**Set problem:** Carry on writing the AWS Loft database conference notes below, starting right after their last line.

## BEGIN Document segment

AWS Loft Architecture Week – Databases



I attended 2 days of the AWS Loft SF Database Architecture Conference.

The software scalability work that Amazon has done on databases and caches, especially the Aurora distributed MySQL and Postgres databases, is very impressive. (DBA note: do careful acceptance testing of any distributed database.)

Executive Summary:

  1. AWS has gone far beyond “IaaS EC2 Classic hosting” and developed a complete HA database software stack.
  2. AWS Solution Architects are very knowledgeable, and available to all account holders.
  3. The free data migration tools, SCT (Schema Conversion Tool) then DMS (Data Migration Service), can use any source and destination in both AWS and OnPrem servers, and across several common database products.
  4. The new Intel chips make the new EC2 instance types 34% faster
  5. Slides

Some of the talks I went to:

What’s New in Amazon Aurora for MySQL and PostgreSQL
by Kevin Jernigan, AWS Manager of Tech Product Management, DBS

– very impressive engineering work by AWS engineers – complete internals modernization of MySQL and PostgreSQL
– split Open Source MySQL and PG code into two components (SQL engine and SAN storage modules)
– rewrote algorithms (btree => Z-index), log replay (max. 1.5 seconds) and locking code pushed down for MySQL
– no checkpoints, so 3x less jitter (query latency variation) since data is written to network, so no disk stalls
– Aurora MySQL 5x faster or more
– Aurora PG 2x faster (already well-written internals)
– 6 nodes, 4 required for quorum.
– my opinion as a DBA is that SANs are always a problem, so carefully evaluate this.
– story on edge cases are not well understood yet, critical for operating large distributed database
– you still choose and instance size for IO/CPU since that’s how their billing works.

## END Document segment
## BEGIN Dataset content

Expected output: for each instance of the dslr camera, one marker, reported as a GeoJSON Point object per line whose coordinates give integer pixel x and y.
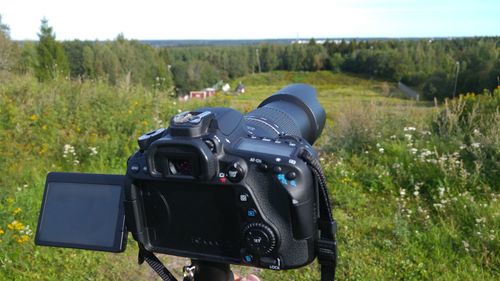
{"type": "Point", "coordinates": [216, 186]}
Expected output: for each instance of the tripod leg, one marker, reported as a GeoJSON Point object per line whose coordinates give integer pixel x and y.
{"type": "Point", "coordinates": [212, 271]}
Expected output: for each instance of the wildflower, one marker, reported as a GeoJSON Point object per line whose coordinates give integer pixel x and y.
{"type": "Point", "coordinates": [428, 133]}
{"type": "Point", "coordinates": [16, 211]}
{"type": "Point", "coordinates": [68, 149]}
{"type": "Point", "coordinates": [21, 239]}
{"type": "Point", "coordinates": [466, 245]}
{"type": "Point", "coordinates": [15, 225]}
{"type": "Point", "coordinates": [93, 150]}
{"type": "Point", "coordinates": [480, 220]}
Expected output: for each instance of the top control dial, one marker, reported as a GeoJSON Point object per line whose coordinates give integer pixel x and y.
{"type": "Point", "coordinates": [259, 238]}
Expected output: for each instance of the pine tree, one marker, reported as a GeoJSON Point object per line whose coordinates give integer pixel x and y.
{"type": "Point", "coordinates": [9, 51]}
{"type": "Point", "coordinates": [52, 61]}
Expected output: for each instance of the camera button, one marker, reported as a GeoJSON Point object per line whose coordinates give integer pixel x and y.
{"type": "Point", "coordinates": [244, 197]}
{"type": "Point", "coordinates": [263, 167]}
{"type": "Point", "coordinates": [251, 213]}
{"type": "Point", "coordinates": [277, 169]}
{"type": "Point", "coordinates": [291, 175]}
{"type": "Point", "coordinates": [268, 261]}
{"type": "Point", "coordinates": [247, 258]}
{"type": "Point", "coordinates": [135, 168]}
{"type": "Point", "coordinates": [235, 173]}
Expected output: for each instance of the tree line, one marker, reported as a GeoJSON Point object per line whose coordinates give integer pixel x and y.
{"type": "Point", "coordinates": [436, 68]}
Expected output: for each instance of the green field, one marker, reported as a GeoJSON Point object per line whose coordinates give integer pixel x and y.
{"type": "Point", "coordinates": [415, 186]}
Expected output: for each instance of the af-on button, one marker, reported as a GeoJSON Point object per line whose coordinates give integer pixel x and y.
{"type": "Point", "coordinates": [235, 172]}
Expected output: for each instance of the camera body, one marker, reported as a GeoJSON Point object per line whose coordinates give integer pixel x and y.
{"type": "Point", "coordinates": [215, 186]}
{"type": "Point", "coordinates": [209, 187]}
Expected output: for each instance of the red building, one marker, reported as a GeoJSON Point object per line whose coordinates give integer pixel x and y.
{"type": "Point", "coordinates": [208, 92]}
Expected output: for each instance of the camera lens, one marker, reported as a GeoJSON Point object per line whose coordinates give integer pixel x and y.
{"type": "Point", "coordinates": [293, 110]}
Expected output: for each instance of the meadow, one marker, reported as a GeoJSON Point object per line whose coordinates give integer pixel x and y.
{"type": "Point", "coordinates": [415, 185]}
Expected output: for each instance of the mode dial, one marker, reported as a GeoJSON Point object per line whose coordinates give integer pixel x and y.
{"type": "Point", "coordinates": [259, 238]}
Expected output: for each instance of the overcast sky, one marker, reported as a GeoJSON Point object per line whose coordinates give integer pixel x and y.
{"type": "Point", "coordinates": [251, 19]}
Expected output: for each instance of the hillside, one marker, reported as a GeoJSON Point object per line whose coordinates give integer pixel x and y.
{"type": "Point", "coordinates": [415, 186]}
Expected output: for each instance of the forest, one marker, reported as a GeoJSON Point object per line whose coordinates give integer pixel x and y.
{"type": "Point", "coordinates": [438, 68]}
{"type": "Point", "coordinates": [415, 184]}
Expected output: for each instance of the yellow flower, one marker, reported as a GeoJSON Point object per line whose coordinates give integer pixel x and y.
{"type": "Point", "coordinates": [15, 225]}
{"type": "Point", "coordinates": [21, 239]}
{"type": "Point", "coordinates": [17, 210]}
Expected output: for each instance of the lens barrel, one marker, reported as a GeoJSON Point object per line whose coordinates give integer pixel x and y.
{"type": "Point", "coordinates": [293, 110]}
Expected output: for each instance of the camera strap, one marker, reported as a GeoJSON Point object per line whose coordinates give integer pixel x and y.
{"type": "Point", "coordinates": [326, 246]}
{"type": "Point", "coordinates": [154, 263]}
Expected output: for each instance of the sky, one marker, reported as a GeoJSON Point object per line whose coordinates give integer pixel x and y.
{"type": "Point", "coordinates": [251, 19]}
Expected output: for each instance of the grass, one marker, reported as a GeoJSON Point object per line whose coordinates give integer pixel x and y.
{"type": "Point", "coordinates": [415, 187]}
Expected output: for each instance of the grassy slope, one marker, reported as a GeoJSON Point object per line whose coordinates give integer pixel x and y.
{"type": "Point", "coordinates": [384, 232]}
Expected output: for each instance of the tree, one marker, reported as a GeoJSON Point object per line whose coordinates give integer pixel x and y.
{"type": "Point", "coordinates": [8, 50]}
{"type": "Point", "coordinates": [52, 61]}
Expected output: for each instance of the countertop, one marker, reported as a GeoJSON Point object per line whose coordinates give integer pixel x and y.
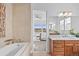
{"type": "Point", "coordinates": [62, 37]}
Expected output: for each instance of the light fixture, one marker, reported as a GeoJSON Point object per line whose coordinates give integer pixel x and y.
{"type": "Point", "coordinates": [65, 13]}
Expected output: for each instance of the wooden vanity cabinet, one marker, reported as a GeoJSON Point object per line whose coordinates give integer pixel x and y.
{"type": "Point", "coordinates": [58, 48]}
{"type": "Point", "coordinates": [64, 48]}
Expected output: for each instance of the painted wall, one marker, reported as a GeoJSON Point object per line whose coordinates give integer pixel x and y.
{"type": "Point", "coordinates": [22, 22]}
{"type": "Point", "coordinates": [8, 25]}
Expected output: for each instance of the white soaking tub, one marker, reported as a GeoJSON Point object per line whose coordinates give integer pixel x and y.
{"type": "Point", "coordinates": [16, 49]}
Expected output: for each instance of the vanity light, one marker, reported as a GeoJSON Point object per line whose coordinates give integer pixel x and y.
{"type": "Point", "coordinates": [65, 13]}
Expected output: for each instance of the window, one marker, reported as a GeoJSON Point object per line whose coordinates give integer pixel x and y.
{"type": "Point", "coordinates": [65, 22]}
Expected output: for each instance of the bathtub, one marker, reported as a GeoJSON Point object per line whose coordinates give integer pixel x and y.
{"type": "Point", "coordinates": [16, 49]}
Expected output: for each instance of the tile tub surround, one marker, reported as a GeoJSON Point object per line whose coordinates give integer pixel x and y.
{"type": "Point", "coordinates": [63, 37]}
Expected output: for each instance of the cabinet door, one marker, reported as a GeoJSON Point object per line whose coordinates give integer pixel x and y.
{"type": "Point", "coordinates": [68, 50]}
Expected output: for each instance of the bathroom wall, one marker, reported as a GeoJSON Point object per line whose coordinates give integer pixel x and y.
{"type": "Point", "coordinates": [22, 22]}
{"type": "Point", "coordinates": [8, 25]}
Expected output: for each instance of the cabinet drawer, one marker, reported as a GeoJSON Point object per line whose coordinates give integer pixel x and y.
{"type": "Point", "coordinates": [58, 53]}
{"type": "Point", "coordinates": [58, 45]}
{"type": "Point", "coordinates": [69, 44]}
{"type": "Point", "coordinates": [77, 41]}
{"type": "Point", "coordinates": [58, 41]}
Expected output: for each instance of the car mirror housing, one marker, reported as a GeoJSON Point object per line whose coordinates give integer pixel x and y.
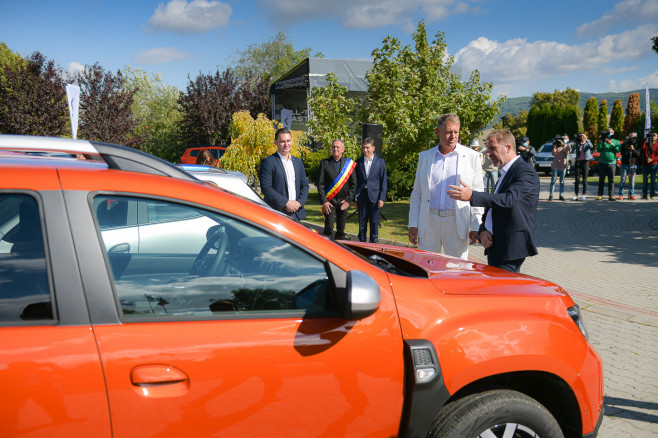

## END Dataset content

**The reply:**
The speaker was well received as being authoritatively technical by my co-attendee. I found the MySQL comparisons to Aurora a little contrived as being the worst-case configuration of MySQL. ie. I can fail over in 2-5 seconds with master-master and a load balancer, as compared to his discussion of 30 seconds to a minute or more.

What’s New in Amazon RDS for Open-Source and Commercial Databases
by KD Singh, AWS Partner Solutions Architect:

– MariaDB, Oracle 12c now supported
– Read slaves use regular async replication from product, so could lag. Your app needs to handle it.
– HIPAA, ITAR, USgov, UKgov, SGgov, PCI Level 1 seller approval
– during RDS failover, your app must be programmed to reconnect automatically. expected downtime is about a minute for the CNAME => IP address to update
– SQL Server limit is 4 TB, supports AD, .bak files
– 1-second monitoring now included in Cloudwatch
– “pick the smallest you think will work, and migrate when you need a bigger instance size”
– local timezone now supported everywhere

Migrating to Amazon RDS with Database Migration Service
by Dhanraj Pondicherry, Senior Manager of Solutions Architecture, AWS

– SCT (Schema Conversion Tool) then DMS (Data Migration Service)
– Successfully used for Oracle => PG by marquis clients like Shaadi.com
– may need careful VPC setup for source or target
– SCT lists count of tables, SPs so easy to eyeball for QC
– inbound bandwidth is free, so migration is very cheap within AZ
– DMS requires a CDC method to be enabled on the source, like Oracle CDC or MySQL binlogs.
– very impressive effort on these migration tools, with almost any combination of source and target possible now, including OnPrem, EC2 Classic, RDS, Aurora, and Redshift.
– “for your migration tool, pick the smallest you think will work, and migrate when you need a bigger instance size”

Amazon Aurora and Amazon Database Migration Service
by Joyjeet Banerjee, Solutions Architect, AWS Migration Lab

– download and try SCT (OLAP option is for Redshift)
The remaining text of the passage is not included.